> _WHAT TO PRODUCE_:
Output every line below without omitting or altering anything.

> _STORED ROWS_:

-*-*-

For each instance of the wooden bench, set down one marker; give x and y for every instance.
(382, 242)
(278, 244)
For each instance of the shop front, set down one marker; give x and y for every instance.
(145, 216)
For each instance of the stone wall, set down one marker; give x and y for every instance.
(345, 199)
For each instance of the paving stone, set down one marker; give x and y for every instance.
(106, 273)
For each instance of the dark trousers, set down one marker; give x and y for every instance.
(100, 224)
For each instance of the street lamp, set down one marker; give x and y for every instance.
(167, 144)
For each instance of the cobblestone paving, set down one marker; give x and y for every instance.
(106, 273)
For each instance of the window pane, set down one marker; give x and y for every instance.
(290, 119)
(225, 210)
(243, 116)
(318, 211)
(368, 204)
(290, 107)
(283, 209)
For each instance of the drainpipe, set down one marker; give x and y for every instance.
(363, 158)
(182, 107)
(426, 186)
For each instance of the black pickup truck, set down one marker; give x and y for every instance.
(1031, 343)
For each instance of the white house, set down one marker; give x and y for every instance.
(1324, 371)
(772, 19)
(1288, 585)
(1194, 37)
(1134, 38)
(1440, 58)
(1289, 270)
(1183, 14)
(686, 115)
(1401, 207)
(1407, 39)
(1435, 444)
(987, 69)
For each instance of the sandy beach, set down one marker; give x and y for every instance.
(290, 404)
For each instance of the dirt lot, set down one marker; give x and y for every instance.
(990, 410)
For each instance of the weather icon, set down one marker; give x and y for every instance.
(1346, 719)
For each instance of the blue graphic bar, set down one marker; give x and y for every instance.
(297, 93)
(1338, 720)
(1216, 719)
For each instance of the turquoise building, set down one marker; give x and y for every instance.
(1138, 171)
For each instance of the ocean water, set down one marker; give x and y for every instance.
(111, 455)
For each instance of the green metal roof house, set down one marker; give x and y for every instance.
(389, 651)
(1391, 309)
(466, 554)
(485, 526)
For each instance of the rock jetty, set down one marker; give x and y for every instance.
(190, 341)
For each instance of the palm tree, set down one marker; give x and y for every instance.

-*-*-

> _SOLUTION FOR THIS PROBLEM_:
For each instance of the wooden bench, set down one marker; give x and y for every instance.
(382, 242)
(278, 244)
For each instance of the shop front, set down one marker; give x and y for every instance.
(145, 216)
For each instance of the stone wall, set down one marker; give x and y for every instance.
(345, 199)
For each instance of the paving stone, set down one marker; give x and y for every instance.
(106, 273)
For each instance of the dark trousers, set down one marker; give x and y for every instance.
(100, 224)
For each instance of the street lamp, set down one marker; give x and y for every instance.
(167, 144)
For each instance of the cobblestone paving, set down one marker; give x and y for every instance.
(106, 273)
For each instance of the window pane, set down one marker; give x and y for every instance.
(290, 119)
(225, 210)
(243, 116)
(318, 211)
(368, 204)
(290, 107)
(283, 209)
For each instance of the drainpipe, set down one marker; give x and y for every instance.
(363, 158)
(182, 107)
(426, 186)
For each instance of the black pickup truck, set down one marker; give x and y for every instance.
(1031, 343)
For each instance of the white house, set down one marker; give x and y for every instance.
(1324, 371)
(772, 19)
(1288, 585)
(1194, 37)
(1134, 38)
(1440, 58)
(1289, 270)
(1183, 14)
(686, 115)
(1401, 207)
(1407, 39)
(1435, 444)
(987, 69)
For each instance of the sandy beach, set down one marker; give x and y for every instance.
(290, 404)
For each instance of the dirt lot, set down one marker; give x and y for every instance.
(990, 410)
For each instance of the weather icon, set down one marker; give x and y for every instance.
(1346, 719)
For each instance of the blue graphic bar, set down one marker; give x and y for every instance.
(297, 93)
(1338, 720)
(1216, 719)
For each instance of the turquoise building, set down one marker; give x and y for every instance.
(1138, 171)
For each instance of the ocean water, set down one marker; give x and y for every instance.
(111, 455)
For each instance of the green metal roof house, set down one marker; give x and y for every instance.
(389, 651)
(1391, 309)
(466, 554)
(485, 526)
For each instance of the rock jetty, set down one marker; give x and y for every instance.
(190, 341)
For each instance of the palm tree, set down one marker; give x and y for every instance.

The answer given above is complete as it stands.